begin DATA SUPPLIED

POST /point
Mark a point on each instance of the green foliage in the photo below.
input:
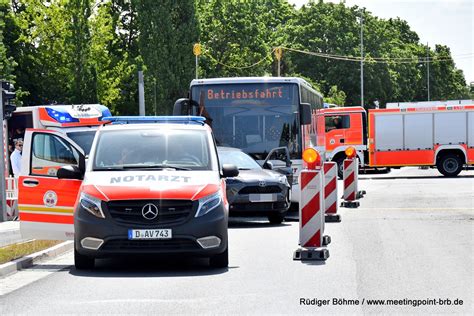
(81, 51)
(168, 30)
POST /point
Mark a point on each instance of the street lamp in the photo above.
(361, 21)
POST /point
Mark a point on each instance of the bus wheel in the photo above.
(450, 165)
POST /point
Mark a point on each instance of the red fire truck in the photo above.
(437, 135)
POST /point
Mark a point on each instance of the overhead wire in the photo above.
(368, 59)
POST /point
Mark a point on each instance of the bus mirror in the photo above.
(185, 106)
(180, 107)
(305, 113)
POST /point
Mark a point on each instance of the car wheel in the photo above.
(82, 262)
(221, 260)
(276, 218)
(450, 165)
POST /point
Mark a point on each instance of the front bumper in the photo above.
(183, 241)
(248, 204)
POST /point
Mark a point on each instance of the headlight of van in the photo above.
(92, 205)
(208, 203)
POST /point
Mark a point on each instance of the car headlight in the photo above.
(208, 203)
(92, 205)
(295, 179)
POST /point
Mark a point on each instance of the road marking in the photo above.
(38, 271)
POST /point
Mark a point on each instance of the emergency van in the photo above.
(438, 135)
(77, 123)
(155, 187)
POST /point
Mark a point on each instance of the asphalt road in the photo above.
(411, 239)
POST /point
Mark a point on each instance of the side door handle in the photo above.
(30, 182)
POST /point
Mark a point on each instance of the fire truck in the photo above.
(437, 135)
(78, 123)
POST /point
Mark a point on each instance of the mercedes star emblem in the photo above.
(150, 211)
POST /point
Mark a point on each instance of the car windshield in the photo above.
(152, 149)
(238, 158)
(83, 139)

end DATA SUPPLIED

** WRITTEN EXERCISE **
Please show every line of the rows above that contains the word "fire", treating uppercase and lowercase as different.

** REPLY **
Mark a point on each instance of the red fire truck in the photo above.
Mark a point on each instance of the fire truck in the photo above.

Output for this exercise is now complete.